--- Start of PROVIDED TEXT ---

However my morning of Club Marital Advice on Wednesdays appears to slow time down a bit, as chaps use up a great deal trying to spit the problem out. Silences interlaced with heavy sighs accompanied by eye-rolling mark a mem down as someone bearing a heavy load.

I refrain from the obvious “Come along, now,” as this freezes the slow minds of my nervous clientele. I take the well travelled option of examining my gleaming black oxfords until a gurgle or two announces the intention of the bug-eyed club member to begin.

“Er,” one recent supplicant, Sidney, began, “I have suggested to my wife, that is I have requested softly to my turtle dove, that we try separate rooms for a while….er.” Sidney rested as would a puffer fish after a particularly harrowing day, gasping for the first martini.

I have heard this chant before: that two bedrooms will solve the problem of one. In the case of brother Sidney that approach would not resolve two of the key problems of the long marriage: Neglect and slow burning embarrassment. I was not yet ready to rub salve into the gaping wound of the sagging partnership, so cocked an inviting eyebrow for him to continue.

“I mean to say, the old girl is getting more needy as the days wane, what?” he added. I nodded, knowing this chapter all too well. I chose not to skip to the last page but rather, as part of the cure, to let the fellow stumble on his own to the proper conclusion.

After a few more like-minded outbursts, I had the whole story, which as I thought, involved a chap stuck halfway up the hill at the point of no return.

It would seem that Sidney and Myrtle (I have changed their names from Godfrey and Betty to protect the participants) had a wonderful marriage. After producing the usual three ungrateful children they had settled down to a twosome lifestyle that was both full and meaningful.

But as the years passed, a sleeping serpent in their perfect garden had awoken, producing a new and terrifying Myrtle who now wanted more. Whenever Sidney kissed her goodnight with a slight squeeze, as was his norm, she made it pretty clear that she wanted the “Full Business,” as he described it, and she was not to be fobbed off with a cheap hug.

Well, as we men know, the FB is but a distant memory except after any movie starring Lana Turner. Participation in such a frightful activity at our age could bring on “the Big One” (heart attack).

This subject once arose on my and Kitty’s horizon. It still sends a shiver down my spine when I recall it. I found myself being gripped by my frenzied wife at all hours, with her wearing that horrifying “come with me” look. I hid with an aspidistra plant in the closet as she shouted my name in threatening tones while roaming the house.

I believe these things are sent to try us, like the boils of Job in the Bible, a test of one’s character out of the blue. I fought this apparition by pretending to be in the throes of St. Vitus’s Dance and then praying fervently on our roof as a mid -level prophet might do.

Eventually my wife’s overheated whims passed into the ether and we began to share our lives again, although a sense of mistrust was never far away, as if we cleared the hurdle but not without barking our shins in the process.

It is the price of a long marriage.

The very memory sent a spasm through my tummy, but I showed no emotion.

A murmur of thanks escaped Sidney’s lips. He floated away with hope in his eyes.

--- End of PROVIDED TEXT ---
--- Start of PROVIDED DATA ---

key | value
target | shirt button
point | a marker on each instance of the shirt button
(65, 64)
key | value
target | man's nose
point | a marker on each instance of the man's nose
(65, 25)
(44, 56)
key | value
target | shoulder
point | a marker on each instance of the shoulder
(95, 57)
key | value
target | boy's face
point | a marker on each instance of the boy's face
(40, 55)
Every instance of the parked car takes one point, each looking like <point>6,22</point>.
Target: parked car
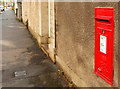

--- End of PROVIDED DATA ---

> **CHALLENGES**
1. Name every animal that appears in the marital advice column.
2. Retype the marital advice column word for word, from "However my morning" to "the first martini.", including both ends.

> **ANSWER LIST**
1. turtle dove, puffer fish, serpent

2.
However my morning of Club Marital Advice on Wednesdays appears to slow time down a bit, as chaps use up a great deal trying to spit the problem out. Silences interlaced with heavy sighs accompanied by eye-rolling mark a mem down as someone bearing a heavy load.

I refrain from the obvious “Come along, now,” as this freezes the slow minds of my nervous clientele. I take the well travelled option of examining my gleaming black oxfords until a gurgle or two announces the intention of the bug-eyed club member to begin.

“Er,” one recent supplicant, Sidney, began, “I have suggested to my wife, that is I have requested softly to my turtle dove, that we try separate rooms for a while….er.” Sidney rested as would a puffer fish after a particularly harrowing day, gasping for the first martini.